Geselecteerd fragment:
++++++++++++++++++++
Bij het Besluit van 31 maart 1999, Stcrt. 1999, 76 (Besluit waarschuwing) heeft het Landelijk instituut sociale verzekeringen regels gesteld in welke gevallen wordt volstaan met het geven van een schriftelijke waarschuwing. Een schriftelijke waarschuwing wordt gegeven als de overtreding niet heeft geleid tot een ten onrechte of een te hoog bedrag verlenen van uitkering, geen sprake is van dezelfde overtreding binnen twee jaar nadat daarvoor eerder een waarschuwing of een boete is opgelegd en evenmin sprake is van een opzettelijke poging tot fraude. Het Besluit waarschuwing is in werking getreden op 1 mei 1999.
Gelet op de brief van appellant van 6 maart 2000, hiervoor genoemd in rubriek I, en het verhandelde ter zitting van de Raad staat vast dat appellant in de omstandigheden van gedaagde, die zich voordoen na de inwerkingtreding van het Besluit waarschuwing, volstaat met het geven van een schriftelijke waarschuwing.
++++++++++++++++++++
Uit te voeren taken:
**a.** Neem uit het fragment over het Besluit waarschuwing woordelijk het gedeelte over dat opent met de woorden "Gelet op de" en sluit met "volstaat met het geven van een schriftelijke waarschuwing.".
**b.** Beantwoord op basis van het fragment over het Besluit waarschuwing de volgende vragen:
(i) Welke instantie heeft bij het Besluit waarschuwing de regels gesteld?
(ii) Op welke datum is het Besluit waarschuwing in werking getreden?
(iii) Van welke datum is de brief van appellant?
++++++++++++++++++++
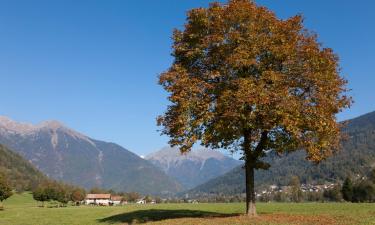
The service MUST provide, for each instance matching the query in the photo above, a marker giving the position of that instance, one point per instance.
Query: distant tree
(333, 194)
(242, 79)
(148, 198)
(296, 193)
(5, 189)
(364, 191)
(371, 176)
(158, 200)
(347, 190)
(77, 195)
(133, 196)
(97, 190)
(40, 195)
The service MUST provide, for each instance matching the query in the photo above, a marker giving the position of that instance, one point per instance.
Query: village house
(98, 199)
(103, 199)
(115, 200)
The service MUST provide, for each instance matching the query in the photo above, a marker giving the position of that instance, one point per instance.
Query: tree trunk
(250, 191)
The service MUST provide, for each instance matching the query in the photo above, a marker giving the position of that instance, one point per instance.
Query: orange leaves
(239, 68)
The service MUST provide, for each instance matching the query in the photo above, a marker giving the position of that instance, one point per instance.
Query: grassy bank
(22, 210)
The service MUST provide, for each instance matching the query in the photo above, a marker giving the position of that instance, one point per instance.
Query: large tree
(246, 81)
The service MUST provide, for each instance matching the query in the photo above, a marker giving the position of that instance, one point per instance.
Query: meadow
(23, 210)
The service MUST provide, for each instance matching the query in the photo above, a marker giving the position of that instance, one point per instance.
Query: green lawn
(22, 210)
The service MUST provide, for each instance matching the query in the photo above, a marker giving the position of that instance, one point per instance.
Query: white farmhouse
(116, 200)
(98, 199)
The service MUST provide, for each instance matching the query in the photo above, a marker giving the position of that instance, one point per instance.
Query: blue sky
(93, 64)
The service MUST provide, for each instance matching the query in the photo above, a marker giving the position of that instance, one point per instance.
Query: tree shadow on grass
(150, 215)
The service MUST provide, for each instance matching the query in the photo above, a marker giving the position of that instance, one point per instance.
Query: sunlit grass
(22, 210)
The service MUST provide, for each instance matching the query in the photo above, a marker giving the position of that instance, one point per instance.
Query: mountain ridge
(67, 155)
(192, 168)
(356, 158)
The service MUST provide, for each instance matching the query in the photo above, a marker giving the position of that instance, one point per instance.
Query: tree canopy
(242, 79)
++++++++++++++++++++
Definitieve resultaten:
**a.**
Gelet op de brief van appellant van 6 maart 2000, hiervoor genoemd in rubriek I, en het verhandelde ter zitting van de Raad staat vast dat appellant in de omstandigheden van gedaagde, die zich voordoen na de inwerkingtreding van het Besluit waarschuwing, volstaat met het geven van een schriftelijke waarschuwing.

**b.**
(i) Het Landelijk instituut sociale verzekeringen
(ii) 1 mei 1999
(iii) 6 maart 2000